Posted by: In: Uncategorized 12 May 2016 0 comments

The last post in this series showed what can happen to the optics path of an XRD system in the wrong environment after several years of neglect. The end result of this kind of build-up is attenuation of the beam. The user will see this as a loss of intensity, but little else. In the XRF world, things are a little different because everything in the beam path can be expected to fluoresce as well as attenuate the beam. Depending upon the position and type of material, this can cause a range of interesting effects.

In the most basic case, the beam is simply attenuated as it would be in the XRD causing a loss of intensity. This would be the case with certain types of blockages in the incident beam. Several years ago I got a call from a senior tech at Bruker who was trying to help a client remotely. They’d been running fine until their intensities abruptly dropped nearly in half across the board. Checking the electronics and searching for evidence of a broken sample yielded no answers. Running previously analyzed samples proved that this was definitely not sample related. Owing to the urgency of their situation, I flew out right away with a solid kit of spare parts only to find a Post-It note sitting right on the port of the tube. Just in case there was any doubt, it had the identifier of the first sample which exhibited the symptoms written on it. It must have gotten stuck to the bottom of the cup before being loaded into the autosampler and carried all the way into the measurement position. We had a good laugh (and still do).



Other attenuation issues aren’t so obvious. A client running heavy greases in a He environment saw a 90% drop in light element intensity while heavy elements performed fine. After some remote trouble-shooting we were able to eliminate several possibilities, but fell short of a real solution. As it turns out, the issue was caused by a crack in one of the He flush lines. These instruments don’t simply flood the chamber with He during this cycle. Rather, they start by opening two He valves (one high flow and one low flow) while turning on the vacuum pumps. Once the lines are purged, the valves close and a vacuum is pulled on the chamber. At this point, the pumps shut off and the chamber is vented to He. The split hose was leaking a very small quantity of air into the chamber at the same time it was venting to He. Even this very small amount of air was enough to devastate light element intensities.

20150107_153115-LowThe pictured issue is another very common problem. Dust from powdered samples or worse, spills or drips from liquid samples can build up on the port of the tube. The result of contamination like this is usually minimal attenuation, but it can result in a very noticeable change in the reported intensities for a given element. Most users would catch this when running a monitor standard and many would simply run a drift correction to compensate, but the best course of action is to get your service provider involved right away. They’ll be able to assess the situation quickly and might offer a better solution than simply patching the issue with a data massaging correction. At least they’ll be in the loop if the symptoms become more serious.

There are some options for keeping your port safe from this kind of contamination. We like superfluous films which keep bits of material from falling onto the tube. Mylar, Kapton (Polyimide) and Prolene (Polyprolylene) are popular choices depending upon your application. Bruker systems starting with the S4 offer a filter position with a Be shield which protects the tube window itself and works well. More exotic options (inverted optics) promise to eliminate this problem, but this offers its own challenges. For instance, the users most concerned about this kind of contamination are running liquids. Pulling a vacuum on a liquid cup makes a mess no matter where your optics are and running a liquid in an inverted cup is an added complication and opportunity for error that we’d prefer to avoid.

Saved data entries
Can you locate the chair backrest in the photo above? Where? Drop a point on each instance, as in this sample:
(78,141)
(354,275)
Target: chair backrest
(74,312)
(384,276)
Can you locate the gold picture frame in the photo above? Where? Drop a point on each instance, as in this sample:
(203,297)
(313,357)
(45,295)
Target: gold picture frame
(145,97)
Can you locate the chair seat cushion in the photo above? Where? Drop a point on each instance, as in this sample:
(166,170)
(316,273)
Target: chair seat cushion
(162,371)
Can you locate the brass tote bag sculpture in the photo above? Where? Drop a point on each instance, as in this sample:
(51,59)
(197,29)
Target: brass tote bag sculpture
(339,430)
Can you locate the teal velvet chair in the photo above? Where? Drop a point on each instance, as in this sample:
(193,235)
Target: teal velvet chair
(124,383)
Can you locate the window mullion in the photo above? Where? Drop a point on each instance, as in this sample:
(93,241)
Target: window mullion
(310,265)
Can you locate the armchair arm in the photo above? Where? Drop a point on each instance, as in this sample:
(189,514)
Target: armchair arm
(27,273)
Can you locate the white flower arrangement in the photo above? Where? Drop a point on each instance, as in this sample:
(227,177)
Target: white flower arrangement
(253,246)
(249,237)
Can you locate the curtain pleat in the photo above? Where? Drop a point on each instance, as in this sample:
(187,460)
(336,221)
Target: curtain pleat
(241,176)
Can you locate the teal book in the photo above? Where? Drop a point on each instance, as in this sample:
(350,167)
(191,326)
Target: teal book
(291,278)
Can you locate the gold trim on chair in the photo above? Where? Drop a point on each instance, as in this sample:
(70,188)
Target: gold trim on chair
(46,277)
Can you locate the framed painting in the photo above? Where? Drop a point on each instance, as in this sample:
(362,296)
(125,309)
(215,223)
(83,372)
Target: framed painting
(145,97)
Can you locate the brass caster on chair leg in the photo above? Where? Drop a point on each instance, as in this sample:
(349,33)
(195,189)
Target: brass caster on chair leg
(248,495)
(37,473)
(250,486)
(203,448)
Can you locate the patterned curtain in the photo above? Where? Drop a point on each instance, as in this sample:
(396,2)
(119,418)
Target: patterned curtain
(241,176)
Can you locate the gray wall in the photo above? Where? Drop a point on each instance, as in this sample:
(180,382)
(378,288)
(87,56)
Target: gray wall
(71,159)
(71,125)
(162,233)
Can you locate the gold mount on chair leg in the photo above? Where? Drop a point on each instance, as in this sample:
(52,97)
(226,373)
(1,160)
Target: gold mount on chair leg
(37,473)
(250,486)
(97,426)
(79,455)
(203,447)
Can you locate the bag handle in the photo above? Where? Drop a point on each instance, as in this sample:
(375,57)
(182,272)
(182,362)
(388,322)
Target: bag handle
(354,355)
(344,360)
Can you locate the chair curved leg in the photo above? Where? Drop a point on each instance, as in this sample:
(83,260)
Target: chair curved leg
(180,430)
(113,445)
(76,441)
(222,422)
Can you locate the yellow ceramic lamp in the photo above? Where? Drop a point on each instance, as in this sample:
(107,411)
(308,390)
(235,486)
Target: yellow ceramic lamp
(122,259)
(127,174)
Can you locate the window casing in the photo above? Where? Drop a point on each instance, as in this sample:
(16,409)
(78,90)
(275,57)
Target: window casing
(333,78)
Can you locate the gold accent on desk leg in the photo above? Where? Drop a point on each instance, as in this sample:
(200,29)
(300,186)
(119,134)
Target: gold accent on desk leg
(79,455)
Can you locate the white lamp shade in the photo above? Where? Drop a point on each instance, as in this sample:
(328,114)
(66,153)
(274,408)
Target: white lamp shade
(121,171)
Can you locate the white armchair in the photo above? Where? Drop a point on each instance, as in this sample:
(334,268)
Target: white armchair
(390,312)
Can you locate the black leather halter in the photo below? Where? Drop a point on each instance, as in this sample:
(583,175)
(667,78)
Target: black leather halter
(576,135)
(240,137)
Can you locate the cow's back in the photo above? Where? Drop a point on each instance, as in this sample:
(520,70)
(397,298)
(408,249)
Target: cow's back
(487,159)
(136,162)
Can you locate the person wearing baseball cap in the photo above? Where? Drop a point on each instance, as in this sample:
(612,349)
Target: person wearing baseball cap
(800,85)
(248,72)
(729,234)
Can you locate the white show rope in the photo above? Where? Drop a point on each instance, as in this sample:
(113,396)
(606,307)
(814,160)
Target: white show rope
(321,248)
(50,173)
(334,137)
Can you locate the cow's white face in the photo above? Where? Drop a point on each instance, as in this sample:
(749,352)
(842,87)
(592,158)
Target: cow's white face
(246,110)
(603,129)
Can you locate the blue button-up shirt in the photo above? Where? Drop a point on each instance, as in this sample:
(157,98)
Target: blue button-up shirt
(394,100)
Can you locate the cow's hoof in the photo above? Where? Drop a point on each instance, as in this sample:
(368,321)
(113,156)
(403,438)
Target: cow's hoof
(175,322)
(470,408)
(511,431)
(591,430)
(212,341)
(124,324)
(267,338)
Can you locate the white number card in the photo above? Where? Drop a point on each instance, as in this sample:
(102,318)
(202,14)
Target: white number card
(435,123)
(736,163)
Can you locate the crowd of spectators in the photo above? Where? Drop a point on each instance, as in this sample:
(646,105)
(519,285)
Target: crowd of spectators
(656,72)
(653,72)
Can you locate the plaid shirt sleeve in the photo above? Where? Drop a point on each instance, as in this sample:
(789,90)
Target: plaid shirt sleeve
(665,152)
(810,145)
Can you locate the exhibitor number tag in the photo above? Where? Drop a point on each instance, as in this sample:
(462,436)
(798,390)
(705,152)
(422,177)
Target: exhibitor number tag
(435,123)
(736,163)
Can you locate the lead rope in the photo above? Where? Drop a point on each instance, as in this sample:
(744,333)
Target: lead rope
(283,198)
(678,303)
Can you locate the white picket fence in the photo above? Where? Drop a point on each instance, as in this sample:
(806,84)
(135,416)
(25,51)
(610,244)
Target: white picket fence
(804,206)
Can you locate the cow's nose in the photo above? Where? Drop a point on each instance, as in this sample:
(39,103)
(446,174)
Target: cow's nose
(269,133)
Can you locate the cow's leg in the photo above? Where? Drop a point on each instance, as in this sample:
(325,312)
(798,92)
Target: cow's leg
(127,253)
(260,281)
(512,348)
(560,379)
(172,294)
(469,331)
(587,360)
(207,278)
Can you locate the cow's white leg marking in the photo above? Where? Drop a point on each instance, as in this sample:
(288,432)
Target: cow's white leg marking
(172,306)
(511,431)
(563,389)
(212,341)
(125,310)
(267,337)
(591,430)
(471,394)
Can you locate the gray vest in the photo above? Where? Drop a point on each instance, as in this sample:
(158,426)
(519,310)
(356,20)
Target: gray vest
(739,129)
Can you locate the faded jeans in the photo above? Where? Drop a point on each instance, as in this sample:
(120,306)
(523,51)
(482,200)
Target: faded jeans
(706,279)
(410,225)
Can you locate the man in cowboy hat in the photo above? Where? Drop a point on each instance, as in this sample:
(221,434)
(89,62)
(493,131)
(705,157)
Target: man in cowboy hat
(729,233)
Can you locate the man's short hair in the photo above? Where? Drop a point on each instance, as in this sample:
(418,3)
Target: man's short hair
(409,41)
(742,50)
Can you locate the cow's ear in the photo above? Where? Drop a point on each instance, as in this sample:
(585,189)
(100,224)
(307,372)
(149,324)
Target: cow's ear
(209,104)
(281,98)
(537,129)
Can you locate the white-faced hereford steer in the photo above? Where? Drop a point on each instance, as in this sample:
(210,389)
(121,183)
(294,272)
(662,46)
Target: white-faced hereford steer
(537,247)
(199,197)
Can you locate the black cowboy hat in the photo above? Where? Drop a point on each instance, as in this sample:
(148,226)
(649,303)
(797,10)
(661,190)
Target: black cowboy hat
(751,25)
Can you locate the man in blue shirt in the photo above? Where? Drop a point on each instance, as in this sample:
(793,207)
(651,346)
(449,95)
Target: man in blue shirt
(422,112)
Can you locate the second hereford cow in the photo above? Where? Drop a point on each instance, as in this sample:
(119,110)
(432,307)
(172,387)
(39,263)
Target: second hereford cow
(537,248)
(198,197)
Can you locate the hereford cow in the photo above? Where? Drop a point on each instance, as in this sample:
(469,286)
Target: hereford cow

- PROBLEM 1 -
Name every film material that the XRF post suggests for keeping material off the tube port.
- PROBLEM 2 -
In the XRF post, what caused the 90% drop in light element intensity for the client running heavy greases in helium?
- PROBLEM 3 -
Write out the part of the XRF post starting with "There are some" and going on through "prefer to avoid.".

- YOUR RESPONSE 1 -
Mylar, Kapton, Prolene

- YOUR RESPONSE 2 -
A crack in one of the He flush lines.

- YOUR RESPONSE 3 -
There are some options for keeping your port safe from this kind of contamination. We like superfluous films which keep bits of material from falling onto the tube. Mylar, Kapton (Polyimide) and Prolene (Polyprolylene) are popular choices depending upon your application. Bruker systems starting with the S4 offer a filter position with a Be shield which protects the tube window itself and works well. More exotic options (inverted optics) promise to eliminate this problem, but this offers its own challenges. For instance, the users most concerned about this kind of contamination are running liquids. Pulling a vacuum on a liquid cup makes a mess no matter where your optics are and running a liquid in an inverted cup is an added complication and opportunity for error that we’d prefer to avoid.